◆ REQUIREMENTS: How many lines in the records below contain the string "rear"? Reply with the number alone.

◆ GIVEN INFORMATION:
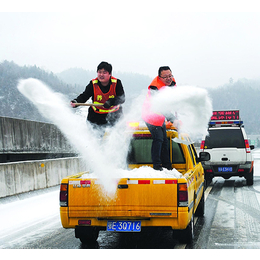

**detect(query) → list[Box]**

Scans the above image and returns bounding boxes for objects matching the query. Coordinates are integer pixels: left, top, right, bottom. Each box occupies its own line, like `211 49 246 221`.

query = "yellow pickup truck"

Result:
60 124 210 243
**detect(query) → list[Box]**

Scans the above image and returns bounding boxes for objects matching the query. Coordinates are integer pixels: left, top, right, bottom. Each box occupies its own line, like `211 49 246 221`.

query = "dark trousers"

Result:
146 123 172 170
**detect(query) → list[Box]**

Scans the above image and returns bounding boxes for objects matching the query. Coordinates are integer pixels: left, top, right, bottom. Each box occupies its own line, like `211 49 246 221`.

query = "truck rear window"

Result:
127 137 185 164
205 128 245 149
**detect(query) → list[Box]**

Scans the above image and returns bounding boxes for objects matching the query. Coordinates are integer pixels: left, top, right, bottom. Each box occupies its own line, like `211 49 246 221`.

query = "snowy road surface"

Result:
0 149 260 249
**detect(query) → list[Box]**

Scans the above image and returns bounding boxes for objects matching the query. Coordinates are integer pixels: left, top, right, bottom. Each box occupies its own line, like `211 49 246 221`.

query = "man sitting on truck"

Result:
142 66 176 171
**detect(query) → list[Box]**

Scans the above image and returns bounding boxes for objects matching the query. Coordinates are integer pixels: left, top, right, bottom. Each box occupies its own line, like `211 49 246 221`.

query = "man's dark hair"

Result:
158 66 172 76
97 61 112 74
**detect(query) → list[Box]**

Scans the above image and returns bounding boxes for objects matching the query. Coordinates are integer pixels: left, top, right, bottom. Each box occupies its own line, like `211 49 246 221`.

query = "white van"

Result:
200 110 254 186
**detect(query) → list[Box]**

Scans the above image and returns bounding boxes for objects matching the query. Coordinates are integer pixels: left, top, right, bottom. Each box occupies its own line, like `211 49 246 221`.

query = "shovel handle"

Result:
74 103 103 107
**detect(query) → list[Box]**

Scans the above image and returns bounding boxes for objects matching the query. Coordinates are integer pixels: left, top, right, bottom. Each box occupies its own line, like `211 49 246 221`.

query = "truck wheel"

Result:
246 170 254 186
173 215 194 244
75 226 99 244
195 189 205 217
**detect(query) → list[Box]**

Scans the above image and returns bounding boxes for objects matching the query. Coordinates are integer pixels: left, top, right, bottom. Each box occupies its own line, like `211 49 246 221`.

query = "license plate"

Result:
218 167 233 172
107 220 141 232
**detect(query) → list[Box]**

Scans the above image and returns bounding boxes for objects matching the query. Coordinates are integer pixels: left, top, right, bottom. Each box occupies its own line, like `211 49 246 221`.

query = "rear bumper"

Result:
60 207 191 230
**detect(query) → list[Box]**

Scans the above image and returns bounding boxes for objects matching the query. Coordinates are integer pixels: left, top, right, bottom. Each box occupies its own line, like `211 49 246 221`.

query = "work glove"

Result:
104 99 112 108
70 100 77 108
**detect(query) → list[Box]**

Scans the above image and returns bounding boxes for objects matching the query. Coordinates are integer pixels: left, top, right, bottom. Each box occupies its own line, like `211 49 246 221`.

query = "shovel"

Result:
74 103 103 107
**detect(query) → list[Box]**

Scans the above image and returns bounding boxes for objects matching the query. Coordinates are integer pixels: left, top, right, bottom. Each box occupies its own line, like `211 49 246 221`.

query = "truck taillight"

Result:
178 183 188 207
245 139 250 153
60 183 68 207
200 141 205 151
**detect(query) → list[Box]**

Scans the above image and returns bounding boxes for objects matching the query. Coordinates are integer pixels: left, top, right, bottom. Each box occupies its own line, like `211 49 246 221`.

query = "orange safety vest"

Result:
142 76 175 126
92 77 120 114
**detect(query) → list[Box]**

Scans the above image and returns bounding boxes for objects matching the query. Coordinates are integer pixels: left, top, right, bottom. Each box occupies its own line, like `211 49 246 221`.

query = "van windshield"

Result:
205 128 245 149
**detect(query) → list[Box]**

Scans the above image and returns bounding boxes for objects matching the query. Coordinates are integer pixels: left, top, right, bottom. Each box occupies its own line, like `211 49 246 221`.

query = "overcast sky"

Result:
0 1 260 87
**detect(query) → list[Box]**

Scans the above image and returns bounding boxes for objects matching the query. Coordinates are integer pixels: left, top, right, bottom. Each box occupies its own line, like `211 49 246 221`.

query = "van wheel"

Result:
173 215 194 244
246 170 254 186
75 226 99 244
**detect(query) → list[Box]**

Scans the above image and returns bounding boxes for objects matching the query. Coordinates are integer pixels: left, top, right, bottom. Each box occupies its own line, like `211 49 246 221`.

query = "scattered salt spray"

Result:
17 78 212 197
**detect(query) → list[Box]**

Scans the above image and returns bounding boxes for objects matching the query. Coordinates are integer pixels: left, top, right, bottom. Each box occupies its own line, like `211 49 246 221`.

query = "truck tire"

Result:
75 226 99 244
173 215 194 244
195 189 205 217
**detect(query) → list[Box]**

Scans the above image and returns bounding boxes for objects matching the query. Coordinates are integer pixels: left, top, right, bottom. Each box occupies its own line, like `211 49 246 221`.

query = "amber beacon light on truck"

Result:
60 183 68 207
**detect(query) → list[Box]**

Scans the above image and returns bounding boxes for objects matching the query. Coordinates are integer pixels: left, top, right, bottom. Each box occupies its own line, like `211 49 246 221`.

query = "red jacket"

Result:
142 76 176 126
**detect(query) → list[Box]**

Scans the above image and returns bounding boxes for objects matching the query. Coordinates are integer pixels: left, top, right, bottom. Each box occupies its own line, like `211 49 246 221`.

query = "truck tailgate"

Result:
68 178 177 218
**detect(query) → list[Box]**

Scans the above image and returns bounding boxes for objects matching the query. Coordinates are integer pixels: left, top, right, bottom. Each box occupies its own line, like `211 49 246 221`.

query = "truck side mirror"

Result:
197 152 210 162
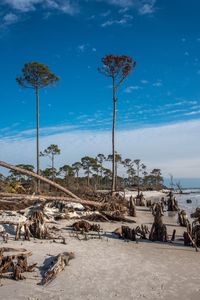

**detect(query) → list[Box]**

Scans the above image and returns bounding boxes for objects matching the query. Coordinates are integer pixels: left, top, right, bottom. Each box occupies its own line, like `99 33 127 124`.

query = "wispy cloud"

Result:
124 85 142 94
152 80 163 87
101 18 128 27
3 13 19 26
138 0 156 15
2 0 78 15
0 120 200 177
104 0 156 15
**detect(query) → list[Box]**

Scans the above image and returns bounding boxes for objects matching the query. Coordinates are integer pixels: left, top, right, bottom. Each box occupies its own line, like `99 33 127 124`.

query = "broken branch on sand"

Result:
40 252 75 285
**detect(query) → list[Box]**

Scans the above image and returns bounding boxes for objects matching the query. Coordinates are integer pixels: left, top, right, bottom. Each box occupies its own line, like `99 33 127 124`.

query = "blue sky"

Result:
0 0 200 183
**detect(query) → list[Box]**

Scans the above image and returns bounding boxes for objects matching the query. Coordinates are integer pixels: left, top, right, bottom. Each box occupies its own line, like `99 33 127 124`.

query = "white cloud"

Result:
104 0 156 15
124 85 142 94
140 79 149 84
3 13 19 26
101 18 127 27
3 0 78 15
152 80 163 87
138 1 155 15
4 0 43 12
0 120 200 178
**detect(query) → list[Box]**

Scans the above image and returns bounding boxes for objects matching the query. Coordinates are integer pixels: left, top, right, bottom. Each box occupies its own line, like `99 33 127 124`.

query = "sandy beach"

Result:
0 196 200 300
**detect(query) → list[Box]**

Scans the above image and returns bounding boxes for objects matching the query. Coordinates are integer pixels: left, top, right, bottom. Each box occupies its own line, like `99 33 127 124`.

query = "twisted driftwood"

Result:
0 193 103 207
40 252 74 285
0 161 80 200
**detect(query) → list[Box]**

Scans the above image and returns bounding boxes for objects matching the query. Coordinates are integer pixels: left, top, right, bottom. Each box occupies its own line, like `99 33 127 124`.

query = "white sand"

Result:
0 208 200 300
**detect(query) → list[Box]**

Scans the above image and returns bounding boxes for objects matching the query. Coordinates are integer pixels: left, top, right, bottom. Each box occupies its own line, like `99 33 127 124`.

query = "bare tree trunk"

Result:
51 154 55 181
112 78 117 194
35 87 40 194
0 161 80 200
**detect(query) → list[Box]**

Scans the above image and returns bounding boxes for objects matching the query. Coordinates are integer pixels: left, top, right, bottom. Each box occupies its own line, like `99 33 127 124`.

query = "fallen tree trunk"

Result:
0 193 103 207
0 161 80 200
40 252 74 285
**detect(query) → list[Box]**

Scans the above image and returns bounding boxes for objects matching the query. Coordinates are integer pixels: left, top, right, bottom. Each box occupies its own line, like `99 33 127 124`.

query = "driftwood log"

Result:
0 193 103 208
129 196 136 217
178 210 189 227
167 191 179 211
40 252 75 285
0 248 37 280
0 161 80 200
149 203 168 242
72 220 101 232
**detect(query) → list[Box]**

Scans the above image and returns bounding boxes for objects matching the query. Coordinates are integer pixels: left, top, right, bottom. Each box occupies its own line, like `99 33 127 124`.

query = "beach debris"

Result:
190 207 200 220
167 191 179 211
0 161 81 200
28 209 50 239
129 196 136 217
171 229 176 242
0 247 37 280
186 199 192 204
101 211 136 223
40 252 75 285
178 209 189 227
149 203 168 242
113 224 149 241
135 192 146 206
81 212 110 222
72 220 101 232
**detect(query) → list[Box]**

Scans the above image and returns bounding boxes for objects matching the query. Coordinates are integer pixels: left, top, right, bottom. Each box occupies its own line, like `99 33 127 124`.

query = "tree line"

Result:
0 144 163 193
1 54 163 194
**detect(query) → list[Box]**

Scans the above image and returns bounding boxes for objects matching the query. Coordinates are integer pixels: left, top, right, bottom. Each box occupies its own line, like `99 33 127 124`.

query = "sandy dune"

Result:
0 208 200 300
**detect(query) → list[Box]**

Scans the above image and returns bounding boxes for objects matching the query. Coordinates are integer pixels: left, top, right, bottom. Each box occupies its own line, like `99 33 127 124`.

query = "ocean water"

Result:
174 189 200 215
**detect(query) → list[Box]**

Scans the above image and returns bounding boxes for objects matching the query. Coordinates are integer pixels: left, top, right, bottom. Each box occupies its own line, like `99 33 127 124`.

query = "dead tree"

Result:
178 210 189 227
0 161 80 200
149 203 168 242
129 196 136 217
167 191 179 211
41 252 75 285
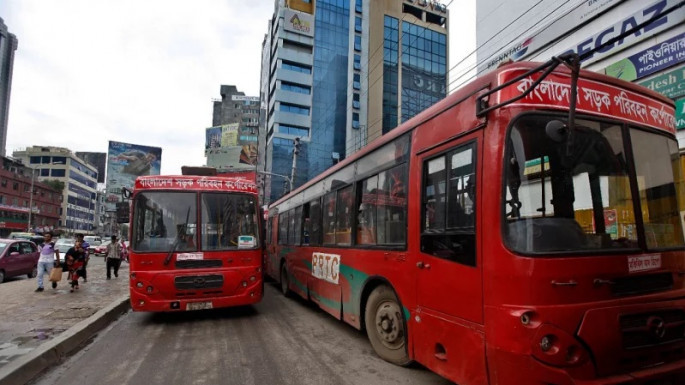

◆ SOLUTION: 2